Print the lines of the material from the one containing "Dear assistant, the user would like the dark ski" through the one containing "[395,115,423,150]", both included, character for character and with nothing added.

Listed records:
----

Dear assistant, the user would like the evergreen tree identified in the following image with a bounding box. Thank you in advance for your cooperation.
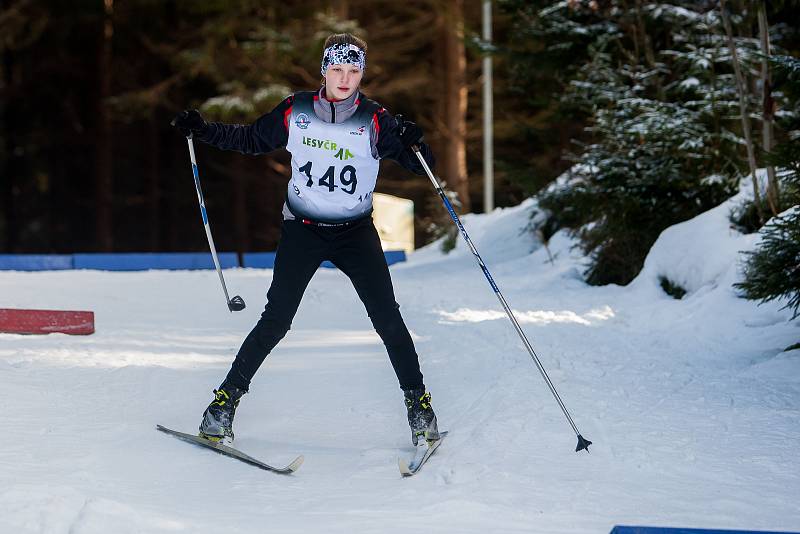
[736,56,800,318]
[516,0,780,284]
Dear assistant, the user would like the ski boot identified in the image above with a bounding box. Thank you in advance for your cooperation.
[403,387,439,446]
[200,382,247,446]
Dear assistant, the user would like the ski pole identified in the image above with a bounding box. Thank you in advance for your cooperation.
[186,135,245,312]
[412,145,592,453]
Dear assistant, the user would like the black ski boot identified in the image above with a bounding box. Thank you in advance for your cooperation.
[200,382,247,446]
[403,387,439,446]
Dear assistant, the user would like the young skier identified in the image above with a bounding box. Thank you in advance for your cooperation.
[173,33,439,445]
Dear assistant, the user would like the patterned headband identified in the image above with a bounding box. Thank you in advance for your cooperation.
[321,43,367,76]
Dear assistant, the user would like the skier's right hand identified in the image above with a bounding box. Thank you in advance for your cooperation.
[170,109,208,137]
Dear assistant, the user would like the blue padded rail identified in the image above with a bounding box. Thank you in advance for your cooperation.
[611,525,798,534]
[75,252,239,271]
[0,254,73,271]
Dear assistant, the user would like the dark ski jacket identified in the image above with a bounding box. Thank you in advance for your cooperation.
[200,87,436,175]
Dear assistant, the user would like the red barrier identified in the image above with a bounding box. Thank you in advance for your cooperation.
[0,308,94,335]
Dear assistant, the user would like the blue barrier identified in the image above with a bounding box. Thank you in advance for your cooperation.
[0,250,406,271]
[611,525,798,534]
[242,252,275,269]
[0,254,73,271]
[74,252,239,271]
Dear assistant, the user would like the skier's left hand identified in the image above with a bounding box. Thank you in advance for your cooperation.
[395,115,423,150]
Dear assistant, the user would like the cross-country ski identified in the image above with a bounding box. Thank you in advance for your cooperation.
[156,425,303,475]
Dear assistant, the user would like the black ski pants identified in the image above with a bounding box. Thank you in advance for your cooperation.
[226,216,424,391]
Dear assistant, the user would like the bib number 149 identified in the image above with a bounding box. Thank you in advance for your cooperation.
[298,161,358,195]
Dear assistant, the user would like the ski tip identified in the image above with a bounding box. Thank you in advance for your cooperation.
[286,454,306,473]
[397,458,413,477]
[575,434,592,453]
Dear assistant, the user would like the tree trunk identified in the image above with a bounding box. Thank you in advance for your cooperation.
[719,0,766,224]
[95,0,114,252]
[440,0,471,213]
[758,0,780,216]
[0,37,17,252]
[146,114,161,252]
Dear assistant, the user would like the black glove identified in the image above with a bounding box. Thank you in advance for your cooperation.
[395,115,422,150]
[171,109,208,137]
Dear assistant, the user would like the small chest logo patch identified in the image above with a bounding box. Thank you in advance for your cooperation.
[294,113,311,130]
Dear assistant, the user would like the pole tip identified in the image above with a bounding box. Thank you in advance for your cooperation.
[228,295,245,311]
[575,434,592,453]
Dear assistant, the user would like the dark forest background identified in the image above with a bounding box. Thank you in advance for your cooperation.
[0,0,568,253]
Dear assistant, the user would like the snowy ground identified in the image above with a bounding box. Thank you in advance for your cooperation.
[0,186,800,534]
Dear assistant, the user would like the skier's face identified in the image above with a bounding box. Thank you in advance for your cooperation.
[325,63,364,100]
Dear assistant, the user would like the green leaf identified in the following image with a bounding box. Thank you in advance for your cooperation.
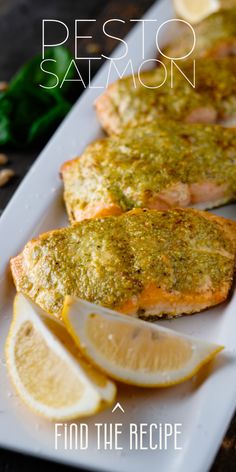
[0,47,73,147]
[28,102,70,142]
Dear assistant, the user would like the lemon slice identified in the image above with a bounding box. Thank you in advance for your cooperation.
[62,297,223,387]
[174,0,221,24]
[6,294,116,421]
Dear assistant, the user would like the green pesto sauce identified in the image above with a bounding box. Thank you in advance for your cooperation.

----

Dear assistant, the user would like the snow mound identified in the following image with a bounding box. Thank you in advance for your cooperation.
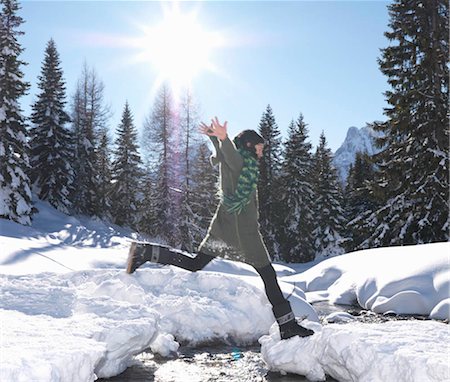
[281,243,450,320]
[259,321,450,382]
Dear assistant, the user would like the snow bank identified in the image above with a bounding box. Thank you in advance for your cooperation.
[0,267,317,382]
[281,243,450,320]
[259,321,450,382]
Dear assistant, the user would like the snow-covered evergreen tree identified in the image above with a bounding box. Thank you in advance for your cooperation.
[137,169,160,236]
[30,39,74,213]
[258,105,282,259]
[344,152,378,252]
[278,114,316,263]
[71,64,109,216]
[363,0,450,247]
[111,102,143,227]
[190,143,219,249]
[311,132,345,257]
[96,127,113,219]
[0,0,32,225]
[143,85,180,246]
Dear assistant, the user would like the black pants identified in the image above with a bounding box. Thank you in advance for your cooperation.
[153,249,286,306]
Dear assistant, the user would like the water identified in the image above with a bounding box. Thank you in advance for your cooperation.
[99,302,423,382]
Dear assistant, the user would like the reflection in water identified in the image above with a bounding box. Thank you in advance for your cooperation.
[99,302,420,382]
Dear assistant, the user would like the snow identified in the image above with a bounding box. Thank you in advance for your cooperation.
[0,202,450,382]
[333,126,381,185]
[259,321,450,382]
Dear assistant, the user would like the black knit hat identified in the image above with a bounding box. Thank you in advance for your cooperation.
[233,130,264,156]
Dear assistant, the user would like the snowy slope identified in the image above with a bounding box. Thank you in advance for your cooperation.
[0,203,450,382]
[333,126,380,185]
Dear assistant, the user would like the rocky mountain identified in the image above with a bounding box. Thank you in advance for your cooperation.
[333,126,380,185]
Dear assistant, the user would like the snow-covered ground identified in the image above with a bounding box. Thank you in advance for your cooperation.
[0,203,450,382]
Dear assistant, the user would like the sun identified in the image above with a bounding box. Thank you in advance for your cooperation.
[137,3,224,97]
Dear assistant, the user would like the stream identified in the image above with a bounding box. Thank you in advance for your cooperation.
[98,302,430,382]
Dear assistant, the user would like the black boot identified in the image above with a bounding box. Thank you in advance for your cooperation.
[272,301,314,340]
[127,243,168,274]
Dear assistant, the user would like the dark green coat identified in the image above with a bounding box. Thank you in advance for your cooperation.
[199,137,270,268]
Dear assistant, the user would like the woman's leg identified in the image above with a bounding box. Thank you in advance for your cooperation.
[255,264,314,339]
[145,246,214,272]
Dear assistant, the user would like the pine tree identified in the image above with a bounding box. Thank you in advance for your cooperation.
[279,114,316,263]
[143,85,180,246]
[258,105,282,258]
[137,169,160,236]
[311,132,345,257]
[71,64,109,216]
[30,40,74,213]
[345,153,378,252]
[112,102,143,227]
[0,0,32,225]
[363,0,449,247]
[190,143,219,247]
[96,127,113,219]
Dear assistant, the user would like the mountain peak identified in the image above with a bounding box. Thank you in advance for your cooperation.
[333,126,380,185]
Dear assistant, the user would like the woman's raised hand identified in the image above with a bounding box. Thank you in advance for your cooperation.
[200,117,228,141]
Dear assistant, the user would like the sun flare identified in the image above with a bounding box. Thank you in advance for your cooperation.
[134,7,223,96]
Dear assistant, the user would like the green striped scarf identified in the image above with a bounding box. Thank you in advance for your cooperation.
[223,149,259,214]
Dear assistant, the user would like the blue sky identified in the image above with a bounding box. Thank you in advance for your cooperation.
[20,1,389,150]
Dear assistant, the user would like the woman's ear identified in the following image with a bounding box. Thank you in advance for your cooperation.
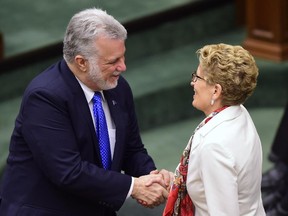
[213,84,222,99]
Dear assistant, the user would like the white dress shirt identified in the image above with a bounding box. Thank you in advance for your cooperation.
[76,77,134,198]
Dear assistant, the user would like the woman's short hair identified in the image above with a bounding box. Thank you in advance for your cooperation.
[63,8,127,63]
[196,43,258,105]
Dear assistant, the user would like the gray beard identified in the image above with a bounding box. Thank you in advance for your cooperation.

----

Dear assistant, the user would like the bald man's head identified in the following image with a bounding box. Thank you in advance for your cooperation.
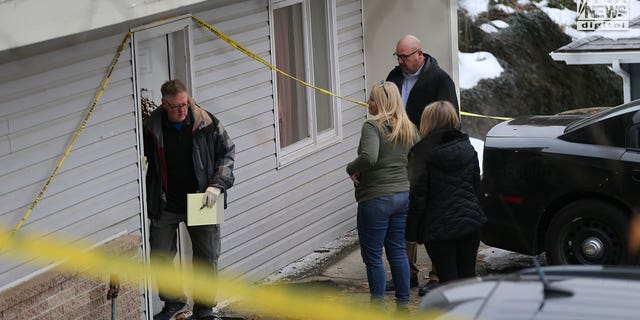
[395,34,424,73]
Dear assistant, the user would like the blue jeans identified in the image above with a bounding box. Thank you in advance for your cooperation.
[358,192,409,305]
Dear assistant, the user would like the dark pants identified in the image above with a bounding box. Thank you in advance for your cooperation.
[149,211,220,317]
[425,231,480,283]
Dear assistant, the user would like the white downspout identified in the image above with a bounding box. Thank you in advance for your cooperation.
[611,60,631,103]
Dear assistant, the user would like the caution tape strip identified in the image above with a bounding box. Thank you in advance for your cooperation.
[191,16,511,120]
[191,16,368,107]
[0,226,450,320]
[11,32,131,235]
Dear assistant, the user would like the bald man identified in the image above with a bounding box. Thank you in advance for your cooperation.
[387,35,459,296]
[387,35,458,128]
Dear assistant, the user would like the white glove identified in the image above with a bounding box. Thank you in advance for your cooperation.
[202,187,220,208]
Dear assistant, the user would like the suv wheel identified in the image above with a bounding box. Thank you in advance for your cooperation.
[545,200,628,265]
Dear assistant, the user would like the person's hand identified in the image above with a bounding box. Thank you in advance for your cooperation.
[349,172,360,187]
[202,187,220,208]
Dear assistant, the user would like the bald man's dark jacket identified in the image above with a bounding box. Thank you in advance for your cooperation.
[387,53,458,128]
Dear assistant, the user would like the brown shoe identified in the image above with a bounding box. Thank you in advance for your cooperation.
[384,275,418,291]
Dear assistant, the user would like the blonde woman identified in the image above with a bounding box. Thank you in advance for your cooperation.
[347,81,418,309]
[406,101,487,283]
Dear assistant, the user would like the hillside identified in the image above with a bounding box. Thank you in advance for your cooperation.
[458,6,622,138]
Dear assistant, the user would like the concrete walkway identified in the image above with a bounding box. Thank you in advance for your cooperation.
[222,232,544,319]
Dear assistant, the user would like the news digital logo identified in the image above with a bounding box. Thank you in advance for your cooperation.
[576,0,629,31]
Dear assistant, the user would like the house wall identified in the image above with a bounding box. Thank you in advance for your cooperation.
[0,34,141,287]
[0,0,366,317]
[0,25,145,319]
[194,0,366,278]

----

Task response:
Dear assistant, the user would like the dark ski jacket identified in the image above with a bounding box. Thank you in advance for your cooperation.
[200,87,436,175]
Dear assistant, the user would like the red barrier identified in the image above with a bounding box. Thank you in advance for your cooperation.
[0,308,94,335]
Dear assistant, the user would like the blue barrier identified in the image above with a bounding box. Thank you in advance for your cooperation.
[0,250,406,271]
[611,525,798,534]
[242,252,275,269]
[0,254,73,271]
[74,252,239,271]
Dear assistant, the user would like the skier's left hand identified in the image above with a bounding box. Thank you in advance for your cooperation.
[395,115,423,150]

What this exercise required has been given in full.